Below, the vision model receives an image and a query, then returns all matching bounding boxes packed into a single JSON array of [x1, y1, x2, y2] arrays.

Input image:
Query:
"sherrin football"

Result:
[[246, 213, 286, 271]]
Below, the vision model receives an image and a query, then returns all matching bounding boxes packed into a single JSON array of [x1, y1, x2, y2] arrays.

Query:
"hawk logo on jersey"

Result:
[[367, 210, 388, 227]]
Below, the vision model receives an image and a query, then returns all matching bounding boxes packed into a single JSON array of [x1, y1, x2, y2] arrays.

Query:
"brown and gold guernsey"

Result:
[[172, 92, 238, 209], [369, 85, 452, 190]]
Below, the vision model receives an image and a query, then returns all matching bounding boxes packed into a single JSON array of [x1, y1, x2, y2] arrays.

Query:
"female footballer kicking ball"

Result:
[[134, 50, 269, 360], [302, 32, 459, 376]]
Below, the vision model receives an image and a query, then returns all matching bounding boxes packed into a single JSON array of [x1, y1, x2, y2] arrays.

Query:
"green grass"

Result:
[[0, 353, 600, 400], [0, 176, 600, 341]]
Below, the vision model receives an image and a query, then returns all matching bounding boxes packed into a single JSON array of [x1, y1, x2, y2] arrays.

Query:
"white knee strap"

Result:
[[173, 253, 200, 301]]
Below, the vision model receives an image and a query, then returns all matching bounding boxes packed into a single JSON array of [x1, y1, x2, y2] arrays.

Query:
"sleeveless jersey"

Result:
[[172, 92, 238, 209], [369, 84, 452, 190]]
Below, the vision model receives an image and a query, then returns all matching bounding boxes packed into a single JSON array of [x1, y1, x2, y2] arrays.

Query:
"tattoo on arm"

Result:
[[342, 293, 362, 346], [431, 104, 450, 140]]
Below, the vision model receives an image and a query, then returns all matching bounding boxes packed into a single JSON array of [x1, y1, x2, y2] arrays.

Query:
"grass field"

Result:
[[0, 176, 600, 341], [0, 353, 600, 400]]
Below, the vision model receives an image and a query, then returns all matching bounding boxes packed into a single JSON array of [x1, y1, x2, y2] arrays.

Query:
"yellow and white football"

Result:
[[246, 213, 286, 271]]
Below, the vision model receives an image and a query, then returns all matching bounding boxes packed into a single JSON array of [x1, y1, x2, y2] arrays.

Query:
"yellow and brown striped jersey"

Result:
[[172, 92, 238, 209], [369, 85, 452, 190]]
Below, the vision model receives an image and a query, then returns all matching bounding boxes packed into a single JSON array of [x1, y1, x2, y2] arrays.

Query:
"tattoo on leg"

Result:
· · · · · · ·
● **INSTRUCTIONS FOR THE TASK**: Please restate the whole listing word for word.

● **RESULT OF THE EXERCISE**:
Below, the vision model receives an image and a query, then returns all matching bounding boxes packed into a single JSON array of [x1, y1, x2, y2] arrays.

Input image:
Query:
"sherrin football"

Result:
[[246, 213, 286, 271]]
Below, the vision model receives an image and a query, then returns all matching bounding boxes packed into a single JSON array of [x1, y1, x2, y2] arrays.

Query:
"hawk logo on jersey"

Result:
[[367, 210, 388, 227]]
Below, the vision model receives an image and a query, then returns all matching bounding boxes packed into a single JSON array of [x1, y1, x2, y2] arrays.

Query:
"brown and gold guernsey"

Result:
[[172, 92, 238, 209], [369, 85, 452, 190]]
Below, the vision model receives an image and a query, then returns all matching bounding boxes packed into a single JSON array of [x1, y1, x2, y2] arrays.

Query:
"female footballer kicking ball"

Result:
[[134, 50, 269, 360], [302, 32, 459, 376]]
Below, the vision model receives an image and a query, then returns all matching bounding boxes packed into a single JSON array of [x1, y1, x2, y2] arrays.

Query:
"green grass"

Result:
[[0, 353, 600, 400], [0, 176, 600, 341]]
Below, the vision model receives an image and a query, then returns all matching bounding boxes packed into a single JSON array of [x1, y1, x2, y2] arrays.

Query:
"white knee strap"

Result:
[[173, 253, 200, 301]]
Below, the vision model receives an image and a query, then returns all matching bounding boxes packed into a single JSON array of [x1, y1, x2, y2] arrays.

Query:
"sleeveless jersey"

Result:
[[172, 92, 238, 209], [369, 84, 452, 190]]
Below, the vision model receives an image and a query, then returns all matching bounding boxes packed into a single JSON array of [x1, y1, x2, y2] arrays.

Query:
"tattoo on arm"

Result:
[[342, 293, 362, 346], [431, 104, 450, 140]]
Below, the vision model receives an image and a query, then returns all matching bounding boxes packed into a single JSON array of [x1, y1, x2, y2] arrays.

Query:
"grass field"

Result:
[[0, 176, 600, 341], [0, 353, 600, 400]]
Below, the vision model receives an image and a query, then returns all matching bounding boxes packed into a single JSON array of [x1, y1, x2, y2] arrays.

Query:
"yellow and white football"

Result:
[[246, 213, 286, 271]]
Below, the vision model receives an image and a query, then returns all matching bounding boxes packed into a single JSON array of [x1, y1, x2, y2] arrays.

Query:
"yellow and brown striped jersey"

Result:
[[172, 92, 238, 209], [369, 85, 452, 190]]
Below, the vision model receives an image and a query, then returns all matching bounding boxes packed into a single JSON array of [x1, y1, x2, y2] arrays.

Query:
"tattoo on leg"

Result:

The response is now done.